STATED PROBLEM: Can you write out every item below again, swapping "a single pin" for "one pin" and leaving everything else unchanged?

··· WORKING DATA

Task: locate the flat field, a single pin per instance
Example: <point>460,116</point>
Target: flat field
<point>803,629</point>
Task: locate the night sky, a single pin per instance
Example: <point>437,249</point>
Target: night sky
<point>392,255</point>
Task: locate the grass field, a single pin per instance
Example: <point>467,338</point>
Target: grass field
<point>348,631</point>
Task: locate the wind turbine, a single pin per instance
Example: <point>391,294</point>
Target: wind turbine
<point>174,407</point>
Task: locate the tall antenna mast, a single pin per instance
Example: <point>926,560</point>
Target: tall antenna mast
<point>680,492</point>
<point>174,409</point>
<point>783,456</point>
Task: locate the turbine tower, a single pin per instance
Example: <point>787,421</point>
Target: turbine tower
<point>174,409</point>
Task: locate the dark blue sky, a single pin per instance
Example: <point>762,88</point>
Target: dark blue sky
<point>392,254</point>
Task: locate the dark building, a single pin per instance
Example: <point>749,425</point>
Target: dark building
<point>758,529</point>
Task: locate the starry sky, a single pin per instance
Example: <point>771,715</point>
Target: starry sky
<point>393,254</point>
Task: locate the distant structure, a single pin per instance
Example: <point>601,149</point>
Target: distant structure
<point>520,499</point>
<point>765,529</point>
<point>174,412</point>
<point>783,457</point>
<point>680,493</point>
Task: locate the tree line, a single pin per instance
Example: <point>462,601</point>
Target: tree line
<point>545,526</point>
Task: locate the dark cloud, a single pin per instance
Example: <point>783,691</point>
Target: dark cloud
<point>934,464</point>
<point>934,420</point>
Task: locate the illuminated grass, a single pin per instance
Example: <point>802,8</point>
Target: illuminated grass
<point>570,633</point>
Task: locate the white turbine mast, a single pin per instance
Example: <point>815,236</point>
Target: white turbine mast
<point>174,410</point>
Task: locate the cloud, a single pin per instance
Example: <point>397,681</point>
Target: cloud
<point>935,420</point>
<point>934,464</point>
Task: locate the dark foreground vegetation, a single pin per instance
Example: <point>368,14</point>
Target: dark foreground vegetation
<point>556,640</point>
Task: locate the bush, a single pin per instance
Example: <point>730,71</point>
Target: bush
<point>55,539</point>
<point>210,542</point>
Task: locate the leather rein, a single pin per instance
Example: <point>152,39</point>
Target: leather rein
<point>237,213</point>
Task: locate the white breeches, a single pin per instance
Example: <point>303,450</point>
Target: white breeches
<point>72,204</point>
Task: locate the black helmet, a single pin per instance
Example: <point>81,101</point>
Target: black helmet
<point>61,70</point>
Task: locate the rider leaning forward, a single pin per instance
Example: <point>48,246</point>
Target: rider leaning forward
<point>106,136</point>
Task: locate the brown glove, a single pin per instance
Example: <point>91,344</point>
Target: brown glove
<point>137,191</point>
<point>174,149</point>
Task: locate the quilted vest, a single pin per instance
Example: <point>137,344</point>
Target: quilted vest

······

OUTPUT FOR THIS EXERCISE:
Task: locate the flat field, one pin per instance
Example: <point>460,116</point>
Target: flat field
<point>803,629</point>
Task: locate the night sky, one pin per instance
Example: <point>437,249</point>
Target: night sky
<point>392,255</point>
Task: locate the grass field, one pin per instance
Example: <point>467,338</point>
Target: grass field
<point>348,631</point>
Task: locate the wind turbine, one pin per instance
Example: <point>391,294</point>
Target: wind turbine
<point>174,407</point>
Task: locate the tall antenna mast, one pin per instance
Example: <point>926,560</point>
Target: tall antenna mast
<point>680,492</point>
<point>174,409</point>
<point>783,456</point>
Task: locate the turbine tower, one pin per instance
Example: <point>787,421</point>
Target: turbine tower
<point>174,409</point>
Task: locate the dark blue sky, one pin per instance
Example: <point>762,88</point>
Target: dark blue sky
<point>392,254</point>
Task: locate the dark building, one pin per instance
Example: <point>749,425</point>
Target: dark building
<point>758,529</point>
Task: locate the starry sky, one pin per instance
Example: <point>771,715</point>
Target: starry sky
<point>393,254</point>
Task: locate the distant structure, one pin per instance
Example: <point>601,149</point>
Target: distant structure
<point>520,499</point>
<point>765,529</point>
<point>174,412</point>
<point>783,457</point>
<point>680,493</point>
Task: locate the tree line, one pin per instance
Example: <point>462,601</point>
Target: tree line
<point>545,526</point>
Task: locate the dark cloud, one pin per instance
Example: <point>783,691</point>
Target: dark cloud
<point>934,464</point>
<point>934,420</point>
Task: locate the illuminated grass, one pin per instance
Example: <point>802,8</point>
Target: illuminated grass
<point>570,633</point>
Task: locate the white turbine mast, one pin per instance
Example: <point>815,236</point>
Target: white turbine mast
<point>174,410</point>
Task: locate the cloud, one pin per instance
Example: <point>397,681</point>
Target: cloud
<point>935,420</point>
<point>934,464</point>
Task: locate the dark foreground vegetation, one pin per instance
Example: <point>368,14</point>
Target: dark foreground vegetation
<point>556,640</point>
Task: locate the bush, one pin per instance
Example: <point>730,71</point>
Target: bush
<point>55,539</point>
<point>210,542</point>
Task: locate the leather rein, one pin per instance
Example: <point>152,39</point>
Target: leather rein
<point>237,213</point>
Task: locate the white breeches, one pin per instance
Example: <point>303,450</point>
Target: white breeches
<point>72,204</point>
Task: locate the black helmet, one pin per instance
Example: <point>81,101</point>
Target: black helmet
<point>61,70</point>
Task: locate the rider leaning forward, one pin per instance
Example: <point>48,246</point>
Target: rider leaning forward
<point>106,136</point>
Task: locate the brown glove, one pin per instance
Example: <point>91,344</point>
Target: brown glove
<point>137,191</point>
<point>174,149</point>
Task: locate the quilted vest, one pin per instance
Example: <point>137,344</point>
Target: quilted vest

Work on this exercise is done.